**Problem description**
Carry the commentary on the Best Picture nominees below forward from its final sentence.

**Text extract**
Ang Lee’s Life of Pi is a visually arresting and moving adaptation of Yann Martel’s best-selling book. Despite eleven nominations, it’s been largely ignored as a serious Best Picture contender, because it’s a technologically advanced, predominantly CGI film, unreliant on actors. The Academy’s largest and most influential branch is made up of thespians that tend to take a dim view of such motion
pictures in the top category. As we all know, turkeys don’t vote for Christmas!
Silver Linings Playbook, a romantic comedy from the producer they call “the Oscar Whisperer”, Harvey
Weinstein, checks in with eight nominations. The Weinstein Company have won the last two Best Picture races, and have their sights firmly targeted on a third, with this actor-orientated, comedic look at
a dysfunctional Philadelphia family. With four acting nominations, the first film to achieve this feat since Reds over thirty years ago, it seems to have strong support from within the actors’ branch.
The remaining films nominated (namely Les Miserables, Beasts of the Southern Wild, Amour, Zero Dark Thirty and Django Unchained) all have their qualities, but there is little evidence that they have the support to produce a late rally for the big one.
Finally Affleck’s aforementioned critical darling Argo, which has taken home the Golden Globe, stands as the most direct threat to Lincoln. Technically superb and rivetingly entertaining, it tells of the rescue of American diplomats from Iran in the 1970’s. History rethought as a palm-sweating, white-knuckle thriller, it’s a film with many fans and, crucially, few enemies. They say the Best Picture is often won by the consensus vote. Argo should be that film, but the key question remains unanswered: why didn’t they nominate Ben? Does that indicate weaker support than anticipated or is it some kind of freak anomaly?

(Recorded data)
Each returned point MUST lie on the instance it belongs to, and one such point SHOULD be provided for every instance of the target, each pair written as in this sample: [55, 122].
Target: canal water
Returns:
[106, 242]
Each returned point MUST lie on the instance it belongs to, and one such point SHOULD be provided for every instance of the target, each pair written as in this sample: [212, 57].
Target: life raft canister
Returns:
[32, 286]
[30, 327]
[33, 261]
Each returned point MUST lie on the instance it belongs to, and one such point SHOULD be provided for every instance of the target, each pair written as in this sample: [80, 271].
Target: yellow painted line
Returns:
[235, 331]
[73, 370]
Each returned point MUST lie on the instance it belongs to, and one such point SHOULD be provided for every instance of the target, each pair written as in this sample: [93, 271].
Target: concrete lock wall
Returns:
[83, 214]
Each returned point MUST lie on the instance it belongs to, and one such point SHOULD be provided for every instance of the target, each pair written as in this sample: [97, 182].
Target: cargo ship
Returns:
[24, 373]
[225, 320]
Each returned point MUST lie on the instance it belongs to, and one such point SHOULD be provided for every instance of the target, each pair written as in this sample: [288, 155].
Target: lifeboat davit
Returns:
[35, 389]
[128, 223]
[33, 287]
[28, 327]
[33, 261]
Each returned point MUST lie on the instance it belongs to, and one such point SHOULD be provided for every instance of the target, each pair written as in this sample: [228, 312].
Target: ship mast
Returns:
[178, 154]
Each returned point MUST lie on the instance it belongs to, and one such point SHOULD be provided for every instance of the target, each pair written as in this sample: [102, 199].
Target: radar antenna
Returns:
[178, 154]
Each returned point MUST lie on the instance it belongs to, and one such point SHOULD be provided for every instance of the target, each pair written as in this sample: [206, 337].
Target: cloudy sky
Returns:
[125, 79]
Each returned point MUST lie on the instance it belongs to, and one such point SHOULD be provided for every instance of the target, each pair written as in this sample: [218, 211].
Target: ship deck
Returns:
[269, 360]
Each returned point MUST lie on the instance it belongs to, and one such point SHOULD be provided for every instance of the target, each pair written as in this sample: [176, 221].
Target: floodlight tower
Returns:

**Output below**
In the Best Director category, Affleck wasn’t the only shock omission. Kathryn Bigelow was heavily tipped to be the first female director in history to receive a second directing nomination for her work on Zero Dark Thirty. Controversy over the film’s unflinching portrayal of torture at CIA black spots seems to have upset the Academy’s liberal sensibilities. Amongst the nominees, only Ang Lee and David O’Russell are serious contenders to challenge the work of Spielberg on Lincoln, who looks a near certainty to pick up his third Best Director prize. This would be a justified reward for a film that showcases little of his usual directorial flair and instead allows the myriad great actors and wonderful screenplay to take centre stage.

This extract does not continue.